Aujourd’hui, la vie démocratique est en effet rendue complexe par le fait qu’il y a « des » démocraties au sein d’« une » démocratie, prise comme un bloc. La démocratie est à la fois un régime homogène (la valeur démocratique) et un régime hétérogène (cohabitation de plusieurs procédures et modalités démocratiques). Normalement, les démocraties se caractérisent par la légalité du conflit, issu du pluralisme, et par l’exigence du compromis, issu du débat politique. La majorité a le droit de gouverner et de décider au nom de la nation et de l’intérêt général. C’est là justement où se situe le problème, puisque la majorité en France a changé de camp face au projet gouvernemental (et présidentiel) de loi sur les retraites. Un projet doublement rejeté : par une majorité parlementaire au niveau des institutions politiques, et par une majorité de l’opinion (plus de 60% de l’opinion le rejette), et par un grand nombre de manifestations de rue, entre les mains des syndicats et des partis protestataires de gauche (Nupes), les Républicains étant restés tièdes et n’approuvent le projet que timidement). Quelle majorité faire prévaloir alors, celle du gouvernement (président) ou celle de la rue, celle de l’opinion ou celle du parlement ?

◆ Données enregistrées
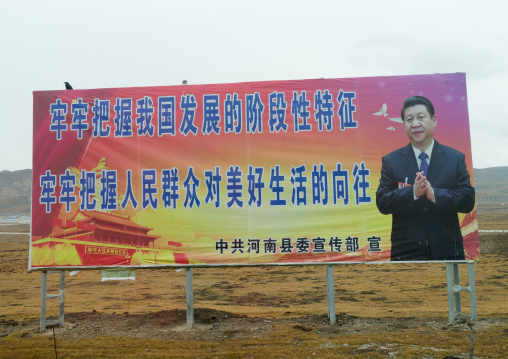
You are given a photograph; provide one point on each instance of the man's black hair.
(417, 100)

◆ Consignes de l'exercice
[a] Selon le texte sur la démocratie, pourquoi le principe « La majorité a le droit de gouverner » pose-t-il problème en France ? Répondez en une à trois phrases.
[b] Rédigez la suite du texte sur la démocratie et la réforme des retraites après sa dernière phrase.

◆ Réponses
[a] Ce principe pose problème parce que la majorité a changé de camp face au projet de loi sur les retraites porté par le gouvernement et le président. Ce projet est rejeté à la fois par une majorité parlementaire, par plus de 60 % de l'opinion et par de nombreuses manifestations de rue. Il devient donc difficile de savoir quelle majorité doit prévaloir.

[b]
Si « la loi est l’expression de la volonté populaire », comme le dit métaphysiquement Rousseau, la volonté populaire souveraine est empêchée en l’espèce de s’exprimer par la volonté gouvernante de l’Exécutif. Cette « loi souveraine » n’est plus qu’un mythe en voie de disparition, comme on l’observe aussi dans les diverses démocraties, sauf peut-être aux Etats-Unis. Pourtant la loi est une des puissantes symboliques de la démocratie. C’est d’ailleurs quand le Thémis (loi révélée) a laissé place au Nomos (loi des hommes en République) que la démocratie est née dans la Grèce antique sous les poussées populaires.

Si le président, à travers son gouvernement, a le droit de gouverner en tant que représentant élu, il doit lui aussi décider, fut-ce en assumant l’impopularité, au cas où l’opinion, qui a voté majoritairement pour lui, le désapprouve en ce moment pour le projet sur les retraites. Le gouvernement et le président gouvernent en assumant leurs responsabilités, comme le parlement. S’il rencontre une farouche opposition au parlement, le gouvernement peut constitutionnellement déclencher le fameux article 49-3, qui lui permet d’engager sa responsabilité pour forcer l’adoption d’un texte, sauf si l’Assemblée est prête à le renverser par le biais d’une motion de censure. Auquel cas, l’Assemblée doit assumer le risque de sa dissolution, et les députés le risque de perdre leurs sièges.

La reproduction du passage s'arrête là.